START Text shown

How often would you go to the doctor if you had to pay for a big chunk out of pocket—or how about if it was completely free? The amount of health care we consume depends on how good our health insurance is. Now, two economists, David Powell and Dana Goldman, have looked at what factors drive up costs and have some data that should affect decisions from policy makers and business leaders.
First, let me define what I mean by a “good” or “bad” health plan. A plan with low deductible, co-pay, and co-insurance is good, while the opposite is bad. In the health insurance marketplace set up as part of the Affordable Care Act, health plans are ranked as gold, silver, or bronze to help make the quality of the plan clearer.
As you would expect, the annual premium of a good health plan will generally be higher than a bad health plan because it offers more coverage. The insurer has to spend more money to cover the expenses of a patient with a good health plan.
What’s interesting is that the added cost of a good health plan is not explained merely by the money the insurer spends to cover the gap left by the lower deductible, co-pay, and co-insurance. There is an excess increased cost associated with a good health plan. This excess cost is the result of two phenomena known to economists and the insurance industry: adverse selection and moral hazard.

END Text shown
START Dataset content

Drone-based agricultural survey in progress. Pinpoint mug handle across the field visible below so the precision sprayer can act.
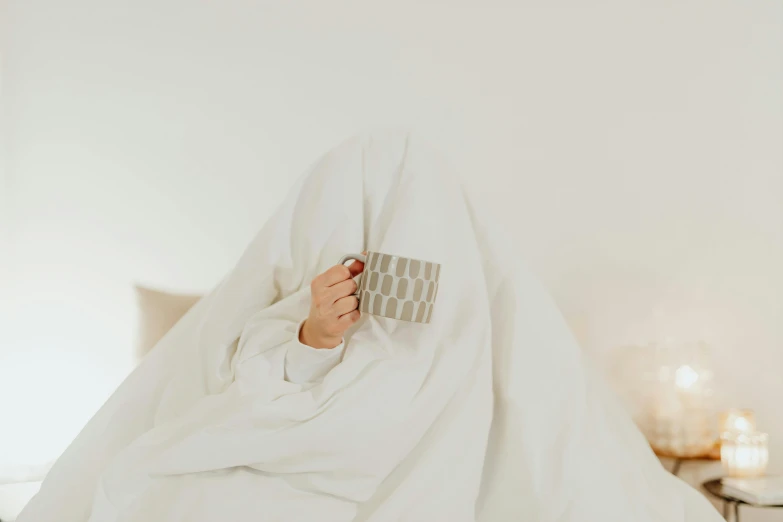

END Dataset content

■ Check your understanding
1. Can you retype the health insurance text word for word, starting with "As you would" and going on through "and moral hazard."?
2. In two sentences, what does the health insurance text say?
3. Does the health insurance text agree with each of these statements?
(a) In the Affordable Care Act marketplace, health plans are ranked as gold, silver, or bronze.
(b) A bad health plan generally has a higher annual premium than a good one.
(c) The added cost of a good health plan is fully explained by what the insurer spends to cover the lower deductible, co-pay, and co-insurance.

■ Results
1.
As you would expect, the annual premium of a good health plan will generally be higher than a bad health plan because it offers more coverage. The insurer has to spend more money to cover the expenses of a patient with a good health plan.
What’s interesting is that the added cost of a good health plan is not explained merely by the money the insurer spends to cover the gap left by the lower deductible, co-pay, and co-insurance. There is an excess increased cost associated with a good health plan. This excess cost is the result of two phenomena known to economists and the insurance industry: adverse selection and moral hazard.

2. The amount of health care people use depends on how good their insurance is, and a good plan is one with a low deductible, co-pay, and co-insurance. Good plans generally have higher premiums, but their added cost is more than what the insurer spends to cover those lower charges, and this excess comes from adverse selection and moral hazard.

3.
(a) Yes: "health plans are ranked as gold, silver, or bronze to help make the quality of the plan clearer."
(b) No: "the annual premium of a good health plan will generally be higher than a bad health plan."
(c) No: "the added cost of a good health plan is not explained merely by the money the insurer spends to cover the gap left by the lower deductible, co-pay, and co-insurance."